For the data that follows, report how many lines include the string "instance", and write the number alone.

Saved entries:
----

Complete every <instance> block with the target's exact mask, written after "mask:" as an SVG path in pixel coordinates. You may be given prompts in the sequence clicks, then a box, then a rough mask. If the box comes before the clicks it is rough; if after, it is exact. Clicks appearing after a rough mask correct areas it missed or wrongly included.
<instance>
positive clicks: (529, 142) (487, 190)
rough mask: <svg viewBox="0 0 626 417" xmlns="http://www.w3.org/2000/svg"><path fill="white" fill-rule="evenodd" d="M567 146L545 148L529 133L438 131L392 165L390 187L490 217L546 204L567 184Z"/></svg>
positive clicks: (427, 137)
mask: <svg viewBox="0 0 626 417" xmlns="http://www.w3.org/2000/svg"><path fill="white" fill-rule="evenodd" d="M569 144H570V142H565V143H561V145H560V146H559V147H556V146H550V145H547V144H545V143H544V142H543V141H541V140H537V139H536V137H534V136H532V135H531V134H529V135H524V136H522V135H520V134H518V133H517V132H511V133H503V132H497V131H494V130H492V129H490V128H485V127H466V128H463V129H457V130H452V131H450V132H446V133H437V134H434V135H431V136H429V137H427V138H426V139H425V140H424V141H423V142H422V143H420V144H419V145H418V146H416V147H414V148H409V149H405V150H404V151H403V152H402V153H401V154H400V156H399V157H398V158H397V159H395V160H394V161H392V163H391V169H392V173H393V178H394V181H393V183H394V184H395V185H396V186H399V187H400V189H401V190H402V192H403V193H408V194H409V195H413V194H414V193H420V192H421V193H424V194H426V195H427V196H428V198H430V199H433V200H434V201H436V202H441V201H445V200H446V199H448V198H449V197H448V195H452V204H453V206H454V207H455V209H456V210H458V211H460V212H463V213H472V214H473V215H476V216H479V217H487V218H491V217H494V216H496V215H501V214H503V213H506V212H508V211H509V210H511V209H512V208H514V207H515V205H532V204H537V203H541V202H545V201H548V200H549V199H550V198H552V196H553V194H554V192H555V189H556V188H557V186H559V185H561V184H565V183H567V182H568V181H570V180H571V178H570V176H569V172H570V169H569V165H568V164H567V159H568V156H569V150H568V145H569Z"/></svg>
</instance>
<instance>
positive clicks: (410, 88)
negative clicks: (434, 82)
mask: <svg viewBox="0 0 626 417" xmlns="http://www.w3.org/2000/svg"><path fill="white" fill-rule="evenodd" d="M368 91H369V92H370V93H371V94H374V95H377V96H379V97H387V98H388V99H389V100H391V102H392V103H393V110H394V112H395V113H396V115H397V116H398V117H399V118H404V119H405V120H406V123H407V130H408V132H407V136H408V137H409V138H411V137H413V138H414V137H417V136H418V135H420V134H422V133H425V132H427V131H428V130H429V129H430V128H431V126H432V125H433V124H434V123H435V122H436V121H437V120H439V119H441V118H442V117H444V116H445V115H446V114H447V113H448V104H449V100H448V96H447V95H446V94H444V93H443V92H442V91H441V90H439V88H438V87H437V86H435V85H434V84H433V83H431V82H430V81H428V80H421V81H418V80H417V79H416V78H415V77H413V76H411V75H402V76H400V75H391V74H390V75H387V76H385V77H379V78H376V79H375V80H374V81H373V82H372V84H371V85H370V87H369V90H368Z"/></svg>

----

FINISHED EXERCISE: 4